# [Exercise aim]
Revise the passage in the MOKE setup excerpt starting at "Alas, while the" and ending at "to tackle first." so that "webcam" reads "camera" throughout.

(Beginning of Excerpt provided)

The intention with this setup is that if we align the axes of the polarizer and analyzer, the beam would be completely extinguished for a non-magnetic sample. Then, regardless of which of the three MOKE effects were at play, a magnetic sample would alter the polarization of the reflected beam, causing it to only be partially extinguished by the analyzer. In practice, since we are working with non-ideal polarizers that have high extinction ratios (but not 100%), the image of a non-magnetic sample would have been used as a baseline for comparison with a magnetic sample. By exporting image captures from the OBS software and isolating the pixel intensities, a study could have been done by taking the differences in pixel intensities between the two images.

Alas, while the experimental setup was simple, the greatest stumbling block proved to be the very first step - capturing an image. Aligning all the optical components proved to be challenging and time consuming, particularly when shifting the webcam back and forth in an attempt to focus the image since this meant unscrewing the base, adjusting the position of the webcam, and tilting the base at an angle to fit a screw back into the optical table. On the suggestion of Prof. Christian, we cobbled together a crude z-translation stage which used two additional base holders to 'lock' onto the base of the webcam from either side and allow movement only along the optical axis. This did not solve the alignment issue directly, but it did allow us to identify another problem that we ought to tackle first.

(End of Excerpt provided)
(Beginning of Information given)

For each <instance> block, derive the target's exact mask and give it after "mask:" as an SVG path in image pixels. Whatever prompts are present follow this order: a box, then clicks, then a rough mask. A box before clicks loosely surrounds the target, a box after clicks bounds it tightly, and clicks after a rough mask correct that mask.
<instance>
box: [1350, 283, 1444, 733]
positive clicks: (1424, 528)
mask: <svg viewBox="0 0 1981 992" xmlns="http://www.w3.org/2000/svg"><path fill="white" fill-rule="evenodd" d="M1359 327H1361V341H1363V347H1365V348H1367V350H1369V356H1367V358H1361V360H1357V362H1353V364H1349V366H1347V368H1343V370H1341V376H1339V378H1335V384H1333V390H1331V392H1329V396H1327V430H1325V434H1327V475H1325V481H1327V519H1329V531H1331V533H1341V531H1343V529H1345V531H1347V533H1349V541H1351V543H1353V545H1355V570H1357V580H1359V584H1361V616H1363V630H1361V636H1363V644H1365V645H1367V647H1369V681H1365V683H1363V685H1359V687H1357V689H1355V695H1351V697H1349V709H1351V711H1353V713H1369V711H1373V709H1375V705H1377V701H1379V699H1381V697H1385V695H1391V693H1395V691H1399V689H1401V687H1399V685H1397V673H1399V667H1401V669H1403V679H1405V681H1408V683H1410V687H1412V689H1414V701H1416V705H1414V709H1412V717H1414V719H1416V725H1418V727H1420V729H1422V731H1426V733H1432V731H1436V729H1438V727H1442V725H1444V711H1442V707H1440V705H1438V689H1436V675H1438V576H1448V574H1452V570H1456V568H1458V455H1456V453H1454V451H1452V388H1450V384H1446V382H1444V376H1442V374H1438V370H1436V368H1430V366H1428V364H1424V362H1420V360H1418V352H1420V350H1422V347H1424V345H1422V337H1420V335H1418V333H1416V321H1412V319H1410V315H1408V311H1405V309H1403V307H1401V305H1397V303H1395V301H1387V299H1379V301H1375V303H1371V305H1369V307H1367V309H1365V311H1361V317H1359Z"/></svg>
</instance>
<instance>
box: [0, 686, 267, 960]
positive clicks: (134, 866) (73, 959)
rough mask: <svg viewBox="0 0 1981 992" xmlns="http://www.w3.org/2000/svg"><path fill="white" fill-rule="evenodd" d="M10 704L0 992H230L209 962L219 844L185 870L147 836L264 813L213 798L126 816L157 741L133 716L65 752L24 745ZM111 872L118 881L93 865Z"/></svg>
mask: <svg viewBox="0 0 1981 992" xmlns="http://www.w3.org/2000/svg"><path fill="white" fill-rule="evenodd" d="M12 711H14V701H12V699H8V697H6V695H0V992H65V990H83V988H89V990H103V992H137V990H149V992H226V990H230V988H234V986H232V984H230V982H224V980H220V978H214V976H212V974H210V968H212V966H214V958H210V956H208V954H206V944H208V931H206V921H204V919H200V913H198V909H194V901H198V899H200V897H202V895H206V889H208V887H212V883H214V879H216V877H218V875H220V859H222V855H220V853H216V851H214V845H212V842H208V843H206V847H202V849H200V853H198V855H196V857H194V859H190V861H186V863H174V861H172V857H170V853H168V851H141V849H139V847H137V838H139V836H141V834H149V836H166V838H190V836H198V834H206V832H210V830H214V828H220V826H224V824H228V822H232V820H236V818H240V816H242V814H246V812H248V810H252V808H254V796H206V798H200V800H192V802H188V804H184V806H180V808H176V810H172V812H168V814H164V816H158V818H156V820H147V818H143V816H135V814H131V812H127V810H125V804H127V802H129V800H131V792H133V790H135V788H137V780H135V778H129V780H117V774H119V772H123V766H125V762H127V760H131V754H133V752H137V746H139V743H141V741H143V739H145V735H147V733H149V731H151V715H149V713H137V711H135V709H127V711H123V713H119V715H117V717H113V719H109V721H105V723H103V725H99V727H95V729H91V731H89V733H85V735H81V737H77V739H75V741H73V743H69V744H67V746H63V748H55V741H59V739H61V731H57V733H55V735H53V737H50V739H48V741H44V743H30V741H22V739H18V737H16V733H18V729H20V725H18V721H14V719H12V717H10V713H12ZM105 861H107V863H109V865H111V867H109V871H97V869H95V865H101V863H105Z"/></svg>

(End of Information given)

# [Reply]
Alas, while the experimental setup was simple, the greatest stumbling block proved to be the very first step - capturing an image. Aligning all the optical components proved to be challenging and time consuming, particularly when shifting the camera back and forth in an attempt to focus the image since this meant unscrewing the base, adjusting the position of the camera, and tilting the base at an angle to fit a screw back into the optical table. On the suggestion of Prof. Christian, we cobbled together a crude z-translation stage which used two additional base holders to 'lock' onto the base of the camera from either side and allow movement only along the optical axis. This did not solve the alignment issue directly, but it did allow us to identify another problem that we ought to tackle first.